(Exercise goal): Would you copy the full listing that follows without changing a thing?

========================================================================

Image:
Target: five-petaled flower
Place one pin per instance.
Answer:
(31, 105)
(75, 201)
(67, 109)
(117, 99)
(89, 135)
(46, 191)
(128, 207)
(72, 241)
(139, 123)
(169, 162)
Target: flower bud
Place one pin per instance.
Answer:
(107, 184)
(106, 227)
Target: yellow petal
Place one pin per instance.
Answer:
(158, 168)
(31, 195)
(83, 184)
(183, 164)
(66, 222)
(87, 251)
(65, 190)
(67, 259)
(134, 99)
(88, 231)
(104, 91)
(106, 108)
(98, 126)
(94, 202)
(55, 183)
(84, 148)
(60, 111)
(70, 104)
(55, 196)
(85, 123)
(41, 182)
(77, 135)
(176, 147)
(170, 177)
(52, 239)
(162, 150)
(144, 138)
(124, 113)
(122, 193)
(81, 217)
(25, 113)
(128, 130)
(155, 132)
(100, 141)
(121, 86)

========================================================================

(Exercise result):
Image:
Target: five-petaled flower
Place one pin per instance.
Answer:
(31, 105)
(75, 201)
(67, 109)
(117, 99)
(89, 135)
(46, 191)
(128, 207)
(72, 241)
(139, 123)
(169, 162)
Target: flower bud
Place one pin per instance.
Answer:
(107, 184)
(106, 227)
Target: yellow petal
Place one pin per instance.
Answer:
(158, 168)
(31, 195)
(83, 184)
(183, 164)
(66, 222)
(87, 251)
(65, 190)
(67, 259)
(134, 99)
(88, 231)
(104, 91)
(106, 108)
(98, 126)
(94, 202)
(55, 183)
(84, 148)
(60, 111)
(70, 104)
(55, 196)
(85, 123)
(41, 182)
(77, 135)
(176, 147)
(170, 177)
(52, 239)
(162, 150)
(144, 138)
(124, 113)
(122, 193)
(81, 217)
(25, 113)
(128, 130)
(155, 132)
(100, 141)
(121, 86)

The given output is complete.